## Set exercise 1
Set down the portion of the rouble report that begins at the words "The rouble has" and ends after the words "of hot money.", reproducing it without alteration.

## Passage shown
** Start **

* Rouble hits highest since Jan vs currency basket
* Russia may consider soft measures to stem inflows
* C.bank chief reiterates he is against capital controls
(Recasts with Ignatyev comments)
By Yelena Fabrichnaya and Andrei Ostroukh
MOSCOW, Nov 18 (Reuters) - Russia allowed the rouble to scale fresh, oil-fuelled highs versus a euro-dollar basket on Wednesday, but the central bank said it would consider "soft" measures to limit future speculative inflows into the country.
The rouble has firmed 9 percent versus the basket since
September to 35.03, its strongest since January
The central bank has so far intervened only to slow down the appreciation rather than stop it, but there are some signs officials are getting concerned about the inflow of hot money.
"I am against resuming capital control measures. At the same time, there are other measures, softer ones, which could slow down the inflow of speculative capital...It is being discussed," central bank chairman Sergei Ignatyev told reporters.

** End **

## Available records
** Start **

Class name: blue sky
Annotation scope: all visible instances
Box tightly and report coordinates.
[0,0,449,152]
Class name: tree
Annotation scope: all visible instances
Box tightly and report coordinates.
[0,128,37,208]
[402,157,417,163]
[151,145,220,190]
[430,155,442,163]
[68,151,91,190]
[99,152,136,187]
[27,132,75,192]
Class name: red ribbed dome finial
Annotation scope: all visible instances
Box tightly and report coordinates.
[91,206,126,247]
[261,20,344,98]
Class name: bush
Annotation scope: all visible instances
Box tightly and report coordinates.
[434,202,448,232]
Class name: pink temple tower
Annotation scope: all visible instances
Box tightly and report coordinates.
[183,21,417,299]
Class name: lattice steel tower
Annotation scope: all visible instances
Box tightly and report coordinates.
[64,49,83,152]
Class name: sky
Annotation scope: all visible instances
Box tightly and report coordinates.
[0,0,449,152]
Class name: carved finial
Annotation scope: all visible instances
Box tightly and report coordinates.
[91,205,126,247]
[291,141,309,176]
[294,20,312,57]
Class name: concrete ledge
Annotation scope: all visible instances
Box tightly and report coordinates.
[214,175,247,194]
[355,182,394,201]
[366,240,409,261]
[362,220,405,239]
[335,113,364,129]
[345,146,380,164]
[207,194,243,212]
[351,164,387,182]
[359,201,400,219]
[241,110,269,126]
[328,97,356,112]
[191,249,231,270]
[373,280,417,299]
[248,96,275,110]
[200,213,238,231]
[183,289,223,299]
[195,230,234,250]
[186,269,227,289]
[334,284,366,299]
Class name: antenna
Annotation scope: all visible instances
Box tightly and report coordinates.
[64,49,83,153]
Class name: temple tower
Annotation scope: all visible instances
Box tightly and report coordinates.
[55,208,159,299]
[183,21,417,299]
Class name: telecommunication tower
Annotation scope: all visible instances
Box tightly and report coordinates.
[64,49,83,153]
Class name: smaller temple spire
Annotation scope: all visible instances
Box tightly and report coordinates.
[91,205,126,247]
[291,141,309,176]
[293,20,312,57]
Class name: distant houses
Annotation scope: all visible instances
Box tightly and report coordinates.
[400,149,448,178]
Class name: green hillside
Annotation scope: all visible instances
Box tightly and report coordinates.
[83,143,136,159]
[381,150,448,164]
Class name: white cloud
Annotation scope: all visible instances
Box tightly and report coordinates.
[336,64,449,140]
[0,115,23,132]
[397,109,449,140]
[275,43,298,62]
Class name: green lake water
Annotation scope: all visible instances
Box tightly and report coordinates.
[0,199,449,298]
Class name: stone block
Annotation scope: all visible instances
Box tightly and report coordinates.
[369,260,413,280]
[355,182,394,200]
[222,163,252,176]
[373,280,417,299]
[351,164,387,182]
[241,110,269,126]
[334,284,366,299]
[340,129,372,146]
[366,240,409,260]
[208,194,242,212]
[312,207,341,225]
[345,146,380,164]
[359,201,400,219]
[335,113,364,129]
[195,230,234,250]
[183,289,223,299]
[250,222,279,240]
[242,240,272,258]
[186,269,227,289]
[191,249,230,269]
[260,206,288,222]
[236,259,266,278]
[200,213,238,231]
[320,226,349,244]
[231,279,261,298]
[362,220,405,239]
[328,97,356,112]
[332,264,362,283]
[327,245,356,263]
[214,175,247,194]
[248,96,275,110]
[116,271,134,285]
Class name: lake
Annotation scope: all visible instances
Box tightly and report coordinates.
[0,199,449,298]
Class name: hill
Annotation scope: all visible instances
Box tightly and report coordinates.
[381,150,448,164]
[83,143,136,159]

** End **
** Start **

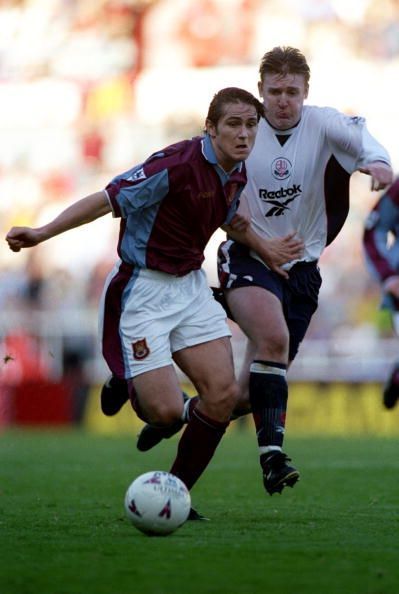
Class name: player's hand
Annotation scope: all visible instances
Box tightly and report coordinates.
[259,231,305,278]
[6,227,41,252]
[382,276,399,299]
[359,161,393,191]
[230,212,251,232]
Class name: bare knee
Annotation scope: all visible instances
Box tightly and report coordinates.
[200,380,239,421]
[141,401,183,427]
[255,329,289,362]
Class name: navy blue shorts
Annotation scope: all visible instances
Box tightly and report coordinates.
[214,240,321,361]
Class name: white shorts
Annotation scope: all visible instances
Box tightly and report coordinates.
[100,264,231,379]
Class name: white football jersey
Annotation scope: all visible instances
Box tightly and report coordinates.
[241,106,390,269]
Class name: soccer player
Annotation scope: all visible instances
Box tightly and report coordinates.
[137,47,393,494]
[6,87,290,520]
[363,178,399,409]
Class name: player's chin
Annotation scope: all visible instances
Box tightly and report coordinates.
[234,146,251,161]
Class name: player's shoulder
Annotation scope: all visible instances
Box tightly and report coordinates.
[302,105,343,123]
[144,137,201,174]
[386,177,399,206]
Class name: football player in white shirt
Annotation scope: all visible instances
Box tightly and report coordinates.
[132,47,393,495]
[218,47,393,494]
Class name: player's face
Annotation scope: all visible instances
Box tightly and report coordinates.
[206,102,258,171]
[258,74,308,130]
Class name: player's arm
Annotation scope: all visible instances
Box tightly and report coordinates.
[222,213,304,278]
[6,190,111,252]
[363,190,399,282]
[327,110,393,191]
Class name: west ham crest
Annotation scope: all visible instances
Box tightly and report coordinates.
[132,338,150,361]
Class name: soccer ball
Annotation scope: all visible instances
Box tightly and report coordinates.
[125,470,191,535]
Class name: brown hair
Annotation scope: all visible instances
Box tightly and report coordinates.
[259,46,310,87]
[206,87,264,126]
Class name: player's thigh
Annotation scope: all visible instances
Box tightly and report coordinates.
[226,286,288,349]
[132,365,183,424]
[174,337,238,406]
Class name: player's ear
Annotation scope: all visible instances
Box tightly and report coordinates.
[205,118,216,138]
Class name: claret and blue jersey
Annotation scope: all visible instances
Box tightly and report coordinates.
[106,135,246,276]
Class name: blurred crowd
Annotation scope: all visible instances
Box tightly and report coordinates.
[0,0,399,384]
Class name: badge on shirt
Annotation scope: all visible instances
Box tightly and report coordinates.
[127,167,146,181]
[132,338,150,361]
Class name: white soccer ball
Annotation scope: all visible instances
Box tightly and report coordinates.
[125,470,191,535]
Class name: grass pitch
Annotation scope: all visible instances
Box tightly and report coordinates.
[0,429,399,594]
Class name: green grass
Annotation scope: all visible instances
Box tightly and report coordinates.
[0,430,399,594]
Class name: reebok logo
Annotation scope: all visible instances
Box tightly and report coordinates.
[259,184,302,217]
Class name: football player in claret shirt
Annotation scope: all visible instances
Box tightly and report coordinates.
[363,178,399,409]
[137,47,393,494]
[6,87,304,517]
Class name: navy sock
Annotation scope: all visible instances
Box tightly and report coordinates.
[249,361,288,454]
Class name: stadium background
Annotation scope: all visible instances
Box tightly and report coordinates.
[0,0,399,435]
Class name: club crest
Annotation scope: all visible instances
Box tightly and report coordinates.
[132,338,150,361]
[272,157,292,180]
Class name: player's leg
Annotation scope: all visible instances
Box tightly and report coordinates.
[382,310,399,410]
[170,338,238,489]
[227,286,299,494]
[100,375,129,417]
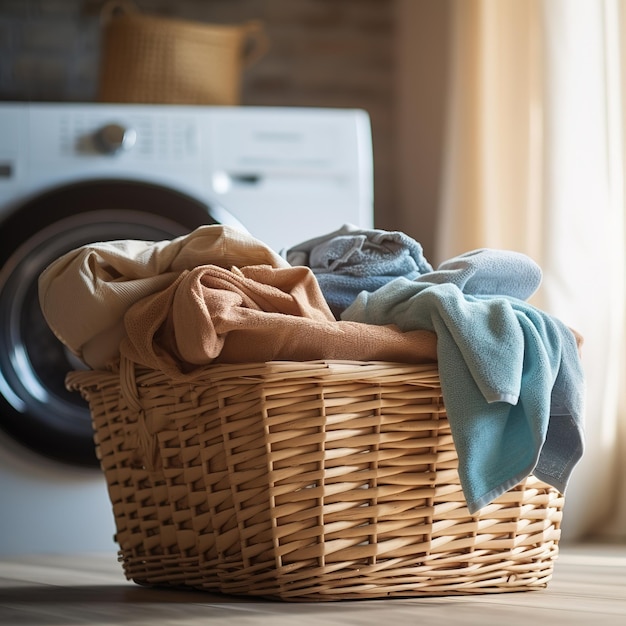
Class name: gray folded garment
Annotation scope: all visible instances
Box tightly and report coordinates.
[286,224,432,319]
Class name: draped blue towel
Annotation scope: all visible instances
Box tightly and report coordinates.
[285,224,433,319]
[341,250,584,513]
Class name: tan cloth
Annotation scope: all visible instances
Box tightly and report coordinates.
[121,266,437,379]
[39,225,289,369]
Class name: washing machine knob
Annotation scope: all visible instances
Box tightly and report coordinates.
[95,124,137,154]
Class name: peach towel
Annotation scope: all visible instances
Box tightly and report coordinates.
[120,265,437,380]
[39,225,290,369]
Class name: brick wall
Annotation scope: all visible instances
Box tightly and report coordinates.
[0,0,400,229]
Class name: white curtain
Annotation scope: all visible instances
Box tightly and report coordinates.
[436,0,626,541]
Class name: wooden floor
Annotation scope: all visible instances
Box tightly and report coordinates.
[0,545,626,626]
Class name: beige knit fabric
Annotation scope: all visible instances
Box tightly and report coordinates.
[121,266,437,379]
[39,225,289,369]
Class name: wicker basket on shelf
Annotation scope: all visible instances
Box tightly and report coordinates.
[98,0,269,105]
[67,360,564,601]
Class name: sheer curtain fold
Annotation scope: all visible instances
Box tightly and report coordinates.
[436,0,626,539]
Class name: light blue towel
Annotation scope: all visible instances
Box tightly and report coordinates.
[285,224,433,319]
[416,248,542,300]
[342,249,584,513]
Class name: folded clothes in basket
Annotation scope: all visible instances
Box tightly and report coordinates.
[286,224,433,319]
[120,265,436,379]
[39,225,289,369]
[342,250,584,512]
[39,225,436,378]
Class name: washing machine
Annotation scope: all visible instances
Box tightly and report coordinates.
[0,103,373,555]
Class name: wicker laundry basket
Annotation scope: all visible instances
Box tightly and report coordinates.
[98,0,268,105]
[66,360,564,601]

** End **
** Start **

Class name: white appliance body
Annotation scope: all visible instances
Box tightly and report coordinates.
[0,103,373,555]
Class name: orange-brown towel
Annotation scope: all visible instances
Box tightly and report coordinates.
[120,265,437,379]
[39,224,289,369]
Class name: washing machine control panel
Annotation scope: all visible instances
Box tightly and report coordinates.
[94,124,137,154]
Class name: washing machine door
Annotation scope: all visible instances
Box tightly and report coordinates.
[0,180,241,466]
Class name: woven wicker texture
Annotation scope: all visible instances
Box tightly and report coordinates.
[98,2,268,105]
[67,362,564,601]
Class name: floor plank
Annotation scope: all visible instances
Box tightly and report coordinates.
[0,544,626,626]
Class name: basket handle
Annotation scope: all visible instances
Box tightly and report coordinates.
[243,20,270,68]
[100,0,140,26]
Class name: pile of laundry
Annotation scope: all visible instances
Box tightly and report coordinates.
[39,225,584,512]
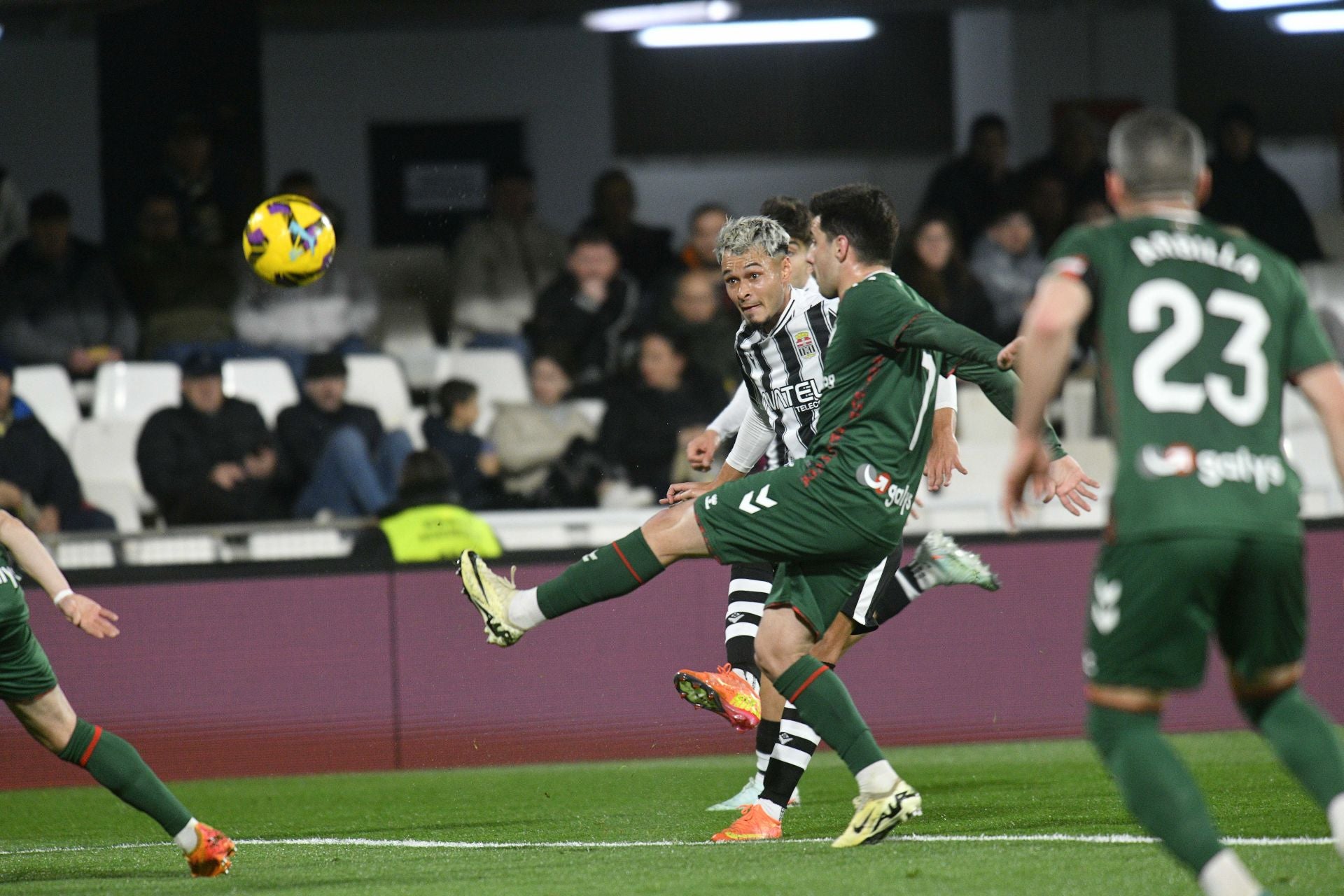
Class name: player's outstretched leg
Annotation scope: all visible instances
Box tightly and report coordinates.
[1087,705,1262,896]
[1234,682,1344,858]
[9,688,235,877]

** End **

## Set exercise 2
From the entries, extract every line from the one containing "Class name: player's thigh" through the one containing "[272,157,292,180]", both included, and reproduce them without change.

## Expected answer 1
The rouble has firmed 9 percent versus the basket since
September to 35.03, its strongest since January
The central bank has so far intervened only to slow down the appreciation rather than stop it, but there are some signs officials are getting concerned about the inflow of hot money.

## Expected answer 2
Class name: player's thigh
Annotation scope: all visible instances
Box tightly and report coordinates.
[226,286,288,349]
[132,365,183,424]
[174,337,238,406]
Class name: player's ear
Annotation scope: all visible instances
Box tightly and report coordinates.
[205,118,216,138]
Class name: claret and blue jersey
Annotation scope: all visible instances
Box tightly and report coordinates.
[106,135,246,276]
Class name: blurred crowd
Annotation scope: all visible instances
Box tightly and report coordinates.
[0,0,399,384]
Class name: badge on shirt
Annotation scope: all visible instances
Box tightly and report coordinates.
[127,167,146,181]
[132,338,150,361]
Class name: white soccer ball
Annotation scope: all visible instances
Box tightly and report coordinates.
[125,470,191,535]
Class name: grass pitch
Annotation scope: all visible instances
Box tightly and report coordinates.
[0,429,399,594]
Class name: green grass
Annotation scope: all visible instances
Box tightly and report coordinates.
[0,430,399,594]
Class name: reebok logo
Annotation scope: all visible instances
Box tightly and report coordinates.
[259,184,302,217]
Class name: football player in claret shirt
Annotation scope: all visible instances
Box tightly and report coordinates.
[363,178,399,409]
[137,47,393,494]
[6,87,304,517]
Class name: navy sock
Annotation scope: all visible instances
Box tightly and report coordinates.
[249,361,288,454]
Class name: stadium background
Annotation scope: all visible instances
Box tightly and report coordinates.
[0,0,399,435]
Class name: club crest
Annotation scope: all visible instances
Box tightly and report coordinates.
[132,338,150,361]
[272,157,292,180]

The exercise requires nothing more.